• TASK GOAL: Restate exactly, please, each line of the listing from the one with "Where can the green" to the last, including both.

• RECORDS SUPPLIED:
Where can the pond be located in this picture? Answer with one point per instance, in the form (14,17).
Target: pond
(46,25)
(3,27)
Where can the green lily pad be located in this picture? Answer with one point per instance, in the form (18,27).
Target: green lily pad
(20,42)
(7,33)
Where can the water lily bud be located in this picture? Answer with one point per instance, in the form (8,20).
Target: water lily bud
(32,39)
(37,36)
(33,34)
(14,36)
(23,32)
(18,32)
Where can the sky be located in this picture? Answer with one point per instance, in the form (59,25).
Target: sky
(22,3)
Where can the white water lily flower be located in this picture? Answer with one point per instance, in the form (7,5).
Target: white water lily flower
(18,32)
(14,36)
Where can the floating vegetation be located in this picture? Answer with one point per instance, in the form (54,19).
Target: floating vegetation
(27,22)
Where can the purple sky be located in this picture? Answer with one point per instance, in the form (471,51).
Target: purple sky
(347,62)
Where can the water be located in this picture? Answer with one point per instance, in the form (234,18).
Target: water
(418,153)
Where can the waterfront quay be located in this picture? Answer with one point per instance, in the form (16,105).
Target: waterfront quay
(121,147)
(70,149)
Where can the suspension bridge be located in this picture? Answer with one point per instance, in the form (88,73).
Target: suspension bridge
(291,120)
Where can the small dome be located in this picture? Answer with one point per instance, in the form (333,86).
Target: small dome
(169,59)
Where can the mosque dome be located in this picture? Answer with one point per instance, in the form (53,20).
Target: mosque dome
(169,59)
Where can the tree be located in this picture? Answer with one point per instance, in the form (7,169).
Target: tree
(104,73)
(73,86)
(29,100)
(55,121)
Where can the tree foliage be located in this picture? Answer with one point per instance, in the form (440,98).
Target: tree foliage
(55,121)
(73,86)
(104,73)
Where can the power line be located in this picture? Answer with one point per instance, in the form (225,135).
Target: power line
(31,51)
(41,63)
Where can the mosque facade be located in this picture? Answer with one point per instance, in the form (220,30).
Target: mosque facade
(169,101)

• REPLY:
Where can the green lily pad be located in this picture? Answer with one point per instance, in the form (18,27).
Target: green lily pad
(20,42)
(7,33)
Where can the water lily bud be located in this picture? Answer with one point per instance, in the form (8,20).
Target: water lily bud
(32,39)
(37,36)
(33,34)
(14,36)
(23,32)
(18,32)
Where can the sky be located in this picture? Answer with one point per instance, in the form (59,25).
Target: sky
(22,3)
Where can the white water lily flower be located in this picture? Answer with one point per instance, in the form (7,5).
Target: white water lily flower
(18,32)
(14,36)
Where can the floating vegetation be located in this picture? Answer with one point per instance, in the form (54,19).
Target: floating vegetation
(27,22)
Where can the purple sky be located in this picture? Answer with one point per instance, in the form (471,51).
Target: purple sky
(347,62)
Where can the water be located in this picture? Answer with one point per instance, in the form (234,18).
Target: water
(418,153)
Where can the waterfront quay be located in this picture? Answer with one point per instance, in the form (16,105).
Target: waterfront quay
(121,147)
(70,149)
Where can the suspension bridge be located in this picture? Answer with one point per instance, in the form (88,73).
Target: suspension bridge
(291,120)
Where can the small dome be located in this picture? Answer with one point per instance, in the form (333,86).
Target: small dome
(169,59)
Where can the mosque dome be located in this picture? Answer with one point per instance, in the form (53,20).
Target: mosque dome
(169,59)
Where can the tree be located in this picture? Answer with one point per instance, in the form (7,169).
Target: tree
(104,73)
(73,86)
(29,100)
(55,121)
Where can the tree foliage be located in this picture? Answer with one point per instance, in the form (440,98).
Target: tree foliage
(55,121)
(73,86)
(104,73)
Where can the power line be located in this picture? Answer with one point per instance, in the form (225,135).
Target: power line
(31,51)
(41,63)
Where can the mosque facade be located in this picture? Answer with one point per instance, in the form (220,30).
Target: mosque facade
(169,101)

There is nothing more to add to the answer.